**Task objective:** Each record is to be printed again precisely as it reads.

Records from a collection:
###

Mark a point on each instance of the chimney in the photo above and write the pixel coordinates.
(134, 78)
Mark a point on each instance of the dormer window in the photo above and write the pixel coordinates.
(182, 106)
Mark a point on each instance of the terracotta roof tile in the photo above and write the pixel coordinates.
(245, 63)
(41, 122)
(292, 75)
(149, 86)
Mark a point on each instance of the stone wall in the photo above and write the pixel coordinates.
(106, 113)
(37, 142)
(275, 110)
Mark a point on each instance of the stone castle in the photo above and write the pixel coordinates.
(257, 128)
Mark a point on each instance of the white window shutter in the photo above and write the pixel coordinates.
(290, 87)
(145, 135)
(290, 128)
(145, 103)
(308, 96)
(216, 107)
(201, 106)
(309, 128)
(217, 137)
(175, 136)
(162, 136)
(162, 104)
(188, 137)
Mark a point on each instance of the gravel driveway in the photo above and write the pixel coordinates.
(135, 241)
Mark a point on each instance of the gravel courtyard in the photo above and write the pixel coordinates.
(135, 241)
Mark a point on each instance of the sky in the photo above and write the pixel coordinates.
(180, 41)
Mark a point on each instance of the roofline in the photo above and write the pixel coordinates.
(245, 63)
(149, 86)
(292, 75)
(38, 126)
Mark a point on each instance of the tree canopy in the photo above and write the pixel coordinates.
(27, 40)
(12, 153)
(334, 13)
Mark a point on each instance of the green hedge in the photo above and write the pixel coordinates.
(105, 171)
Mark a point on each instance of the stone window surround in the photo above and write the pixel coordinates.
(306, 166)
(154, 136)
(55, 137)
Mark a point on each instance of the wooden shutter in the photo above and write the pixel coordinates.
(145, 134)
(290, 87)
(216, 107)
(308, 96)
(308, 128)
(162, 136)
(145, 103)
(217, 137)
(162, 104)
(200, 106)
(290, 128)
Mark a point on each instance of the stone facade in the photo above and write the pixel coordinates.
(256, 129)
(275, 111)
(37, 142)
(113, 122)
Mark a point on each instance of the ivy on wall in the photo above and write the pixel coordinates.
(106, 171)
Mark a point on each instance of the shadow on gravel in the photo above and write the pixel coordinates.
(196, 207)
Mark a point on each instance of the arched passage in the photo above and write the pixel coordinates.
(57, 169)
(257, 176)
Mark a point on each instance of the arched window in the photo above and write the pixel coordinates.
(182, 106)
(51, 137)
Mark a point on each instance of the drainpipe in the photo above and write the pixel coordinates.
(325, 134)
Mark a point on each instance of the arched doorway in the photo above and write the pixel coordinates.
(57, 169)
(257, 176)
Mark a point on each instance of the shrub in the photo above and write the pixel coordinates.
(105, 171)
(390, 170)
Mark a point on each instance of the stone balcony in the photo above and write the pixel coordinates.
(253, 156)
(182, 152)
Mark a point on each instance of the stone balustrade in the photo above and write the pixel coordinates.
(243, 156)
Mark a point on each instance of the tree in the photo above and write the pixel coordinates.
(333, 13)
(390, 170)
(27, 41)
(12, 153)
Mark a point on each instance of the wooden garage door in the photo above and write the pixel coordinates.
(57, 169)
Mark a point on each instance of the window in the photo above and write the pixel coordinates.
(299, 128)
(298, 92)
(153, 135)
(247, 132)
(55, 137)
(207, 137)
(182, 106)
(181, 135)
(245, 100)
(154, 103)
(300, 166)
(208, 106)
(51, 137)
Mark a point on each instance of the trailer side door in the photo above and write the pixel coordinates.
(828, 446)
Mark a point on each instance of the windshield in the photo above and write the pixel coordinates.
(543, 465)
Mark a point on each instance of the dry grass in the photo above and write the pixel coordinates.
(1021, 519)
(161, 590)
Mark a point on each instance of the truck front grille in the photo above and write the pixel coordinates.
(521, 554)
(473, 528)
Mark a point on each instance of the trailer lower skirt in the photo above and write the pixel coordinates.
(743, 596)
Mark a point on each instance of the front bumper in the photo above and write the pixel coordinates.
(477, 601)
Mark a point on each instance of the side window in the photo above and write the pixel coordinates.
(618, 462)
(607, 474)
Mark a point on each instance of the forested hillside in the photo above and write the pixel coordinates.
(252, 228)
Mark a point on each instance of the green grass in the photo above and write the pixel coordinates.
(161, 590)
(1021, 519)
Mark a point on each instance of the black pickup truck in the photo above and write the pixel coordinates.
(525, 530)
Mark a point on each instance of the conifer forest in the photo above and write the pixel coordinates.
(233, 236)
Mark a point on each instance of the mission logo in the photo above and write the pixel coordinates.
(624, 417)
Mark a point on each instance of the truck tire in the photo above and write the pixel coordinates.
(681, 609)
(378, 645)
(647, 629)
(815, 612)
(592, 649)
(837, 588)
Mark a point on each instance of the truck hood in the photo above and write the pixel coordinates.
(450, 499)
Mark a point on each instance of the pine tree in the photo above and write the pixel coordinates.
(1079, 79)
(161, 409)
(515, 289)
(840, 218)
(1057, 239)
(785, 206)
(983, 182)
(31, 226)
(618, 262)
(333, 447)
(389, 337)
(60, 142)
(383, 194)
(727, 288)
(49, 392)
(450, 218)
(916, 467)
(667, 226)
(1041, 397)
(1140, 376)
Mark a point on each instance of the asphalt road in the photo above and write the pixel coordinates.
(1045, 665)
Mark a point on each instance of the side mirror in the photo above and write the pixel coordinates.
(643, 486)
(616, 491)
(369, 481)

###

**Reply:**
Mark a point on each instance of the chimney in the photo above and write the pixel coordinates.
(134, 78)
Mark a point on each instance of the dormer window in the photo above and write the pixel coordinates.
(182, 106)
Mark a point on each instance of the terracotta roof tile in the photo above and write the pixel coordinates.
(245, 63)
(41, 122)
(292, 75)
(149, 86)
Mark a point on each instance of the stone wall in the photo above and write the pixel coordinates.
(106, 113)
(37, 142)
(275, 110)
Mark a point on each instance of the stone castle in the photo above and write the pixel coordinates.
(257, 128)
Mark a point on each instance of the white window shutter in the photo above and write the pixel coordinates.
(290, 87)
(145, 135)
(290, 128)
(145, 103)
(308, 96)
(216, 107)
(201, 106)
(309, 128)
(217, 137)
(175, 136)
(162, 136)
(162, 104)
(188, 137)
Mark a point on each instance of the gravel driveway in the photo above and write the pixel coordinates.
(135, 241)
Mark a point on each instance of the gravel courtyard in the photo above and write the pixel coordinates.
(135, 241)
Mark a point on each instance of the sky in the photo above and write the pixel coordinates.
(180, 41)
Mark a point on each instance of the roofline in the photo above and write the pixel coordinates.
(245, 63)
(149, 86)
(292, 75)
(38, 126)
Mark a point on each instance of the tree canopy in the photo above and write the pixel coordinates.
(27, 40)
(12, 153)
(334, 13)
Mark a point on each instance of the green hedge in the photo above and write the pixel coordinates.
(105, 171)
Mark a point on each instance of the stone window surround in the photo above and write the pixel coordinates.
(306, 166)
(154, 136)
(55, 137)
Mark a point on each instance of the wooden shutter in the photo above and write the pixel coordinates.
(145, 134)
(290, 87)
(216, 107)
(308, 96)
(308, 128)
(162, 136)
(145, 103)
(217, 137)
(162, 104)
(200, 106)
(290, 128)
Mark a point on each instance of the stone facade in the photo above and write the pixel coordinates.
(256, 129)
(275, 111)
(37, 142)
(113, 122)
Mark a point on each instance of the ivy on wall in the photo above and write the pixel coordinates.
(106, 171)
Mark a point on each instance of the shadow on gravel in the photo above and write the pixel coordinates.
(196, 207)
Mark a point on each instance of the arched passage in the photo above and write the pixel coordinates.
(57, 169)
(257, 176)
Mark a point on each instance of the arched window in the photo above and write the pixel coordinates.
(182, 106)
(51, 137)
Mark a point on each instance of the drainpipe in the photo above and write the pixel coordinates.
(325, 134)
Mark a point on each instance of the arched doorway in the photo above and write the pixel coordinates.
(57, 169)
(257, 176)
Mark a point on each instance of the shrub in the photo above and write the pixel coordinates.
(105, 171)
(390, 170)
Mark a point on each instance of the stone balcony in the photo above and write the pixel coordinates.
(253, 156)
(182, 152)
Mark a point on each instance of the stone balustrade in the photo above and write the pixel coordinates.
(243, 156)
Mark a point on each instance of the tree in the photo above and write the pixel coordinates.
(333, 13)
(390, 170)
(27, 41)
(12, 153)
Mark a point on each instance of the wooden garage door in the photo above and write the pixel coordinates.
(57, 169)
Mark a point on each instance of the window in the photo above and write the pixel coordinates.
(299, 128)
(298, 92)
(153, 135)
(247, 132)
(55, 137)
(207, 137)
(182, 106)
(181, 135)
(245, 100)
(154, 103)
(300, 166)
(208, 106)
(51, 137)
Mark a point on each instance of the trailer side door in the photo above and write the pixel coordinates.
(828, 446)
Mark a point on each instance of the windshield in the photo above and write the pixel coordinates.
(543, 465)
Mark a point on each instance of the dry grass in the photo above and write the pixel coordinates.
(1021, 519)
(161, 590)
Mark a point on each instance of the truck front grille in the photo above and write the pixel coordinates.
(521, 554)
(473, 528)
Mark a point on each instance of the trailer lower skirt in the photo above and write the pixel coordinates.
(743, 596)
Mark a point on each instance of the front bumper in the photo above and write the pixel coordinates.
(477, 601)
Mark a point on each instance of the side window in the photo above and write the pixel coordinates.
(618, 462)
(607, 474)
Mark a point on each instance of the forested hillside in the photo above and write the pixel coordinates.
(252, 228)
Mark a point on each instance of the green grass in the photo above and write the pixel coordinates.
(161, 590)
(1021, 519)
Mark a point on each instance of the black pickup truck in the photo above and write the pixel coordinates.
(525, 530)
Mark a point on each instance of the conifer forest in the photo above and write the pixel coordinates.
(233, 236)
Mark a point on each instance of the mission logo in the photo above and write the pixel coordinates.
(624, 417)
Mark a point on each instance of the truck tire in the photo above and write the pixel coordinates.
(681, 609)
(378, 645)
(647, 629)
(815, 612)
(592, 649)
(837, 588)
Mark a point on each instance of the truck hood in the photo above and write the pixel coordinates.
(450, 499)
Mark a point on each instance of the pine tree in the photo above and write the pixel coordinates.
(1079, 79)
(161, 409)
(515, 289)
(840, 218)
(1057, 239)
(785, 206)
(983, 182)
(31, 226)
(618, 262)
(333, 447)
(389, 337)
(60, 142)
(383, 194)
(727, 288)
(49, 392)
(450, 218)
(916, 467)
(667, 226)
(1041, 397)
(1140, 376)
Mark a point on each instance of the asphalt road in the photo above and write the pixel coordinates.
(1045, 665)
Mark a point on each instance of the side mirror in the photo above and write the pixel coordinates.
(643, 486)
(616, 491)
(369, 481)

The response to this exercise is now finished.